▸ **STATED EXERCISE**:
Please gather every line in the items below that contains the word "brick", and copy each one out. Case counts, so a line matches only if the letters are the same case.

▸ **PROVIDED MATERIAL**:
-----
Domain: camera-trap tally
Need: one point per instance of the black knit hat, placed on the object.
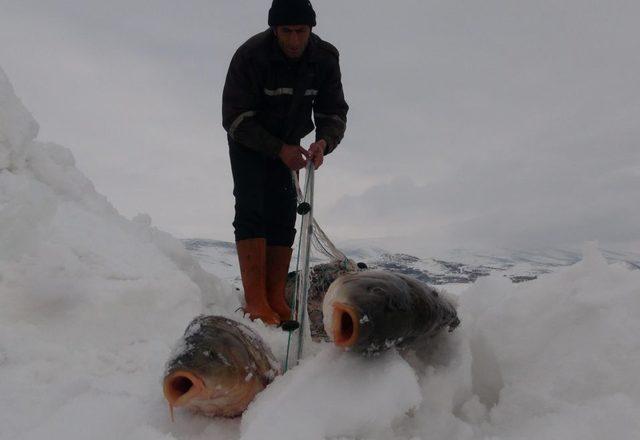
-----
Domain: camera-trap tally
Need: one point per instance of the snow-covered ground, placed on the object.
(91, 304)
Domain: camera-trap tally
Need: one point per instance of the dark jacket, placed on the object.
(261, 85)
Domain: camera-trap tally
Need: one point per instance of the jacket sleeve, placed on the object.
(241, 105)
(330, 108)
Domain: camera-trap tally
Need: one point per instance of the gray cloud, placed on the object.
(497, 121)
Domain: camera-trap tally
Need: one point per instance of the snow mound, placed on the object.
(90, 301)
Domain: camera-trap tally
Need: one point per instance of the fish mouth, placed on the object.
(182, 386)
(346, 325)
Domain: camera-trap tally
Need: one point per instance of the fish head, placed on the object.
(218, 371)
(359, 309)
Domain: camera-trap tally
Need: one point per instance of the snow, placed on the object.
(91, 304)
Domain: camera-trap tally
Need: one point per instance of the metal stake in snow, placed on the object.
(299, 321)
-----
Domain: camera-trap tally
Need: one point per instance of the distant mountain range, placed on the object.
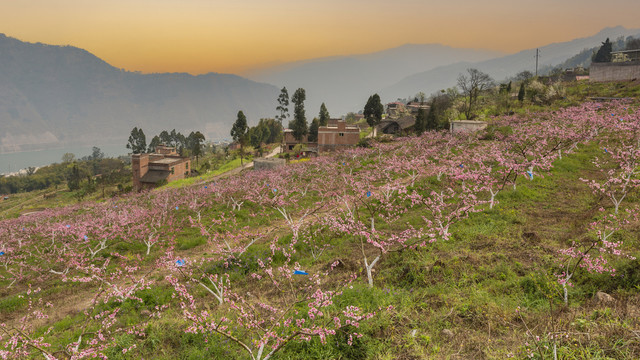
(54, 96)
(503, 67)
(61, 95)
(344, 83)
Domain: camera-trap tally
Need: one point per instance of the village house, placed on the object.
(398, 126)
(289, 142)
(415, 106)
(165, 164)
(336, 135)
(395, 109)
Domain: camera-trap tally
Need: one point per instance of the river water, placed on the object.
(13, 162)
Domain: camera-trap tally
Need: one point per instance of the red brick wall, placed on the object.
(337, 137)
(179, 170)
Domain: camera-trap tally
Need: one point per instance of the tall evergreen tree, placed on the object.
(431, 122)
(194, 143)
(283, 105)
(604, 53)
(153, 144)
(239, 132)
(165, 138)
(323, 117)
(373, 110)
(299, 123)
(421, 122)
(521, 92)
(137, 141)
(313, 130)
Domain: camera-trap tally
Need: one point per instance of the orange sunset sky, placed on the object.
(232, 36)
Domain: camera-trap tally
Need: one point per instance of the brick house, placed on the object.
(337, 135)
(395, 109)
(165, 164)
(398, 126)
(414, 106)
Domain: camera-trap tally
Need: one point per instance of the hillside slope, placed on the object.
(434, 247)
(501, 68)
-----
▸ **SOLUTION BELOW**:
Need: one point per instance of the red brick wall, placed on the object.
Need: one point per instance of the brick house, placed on the object.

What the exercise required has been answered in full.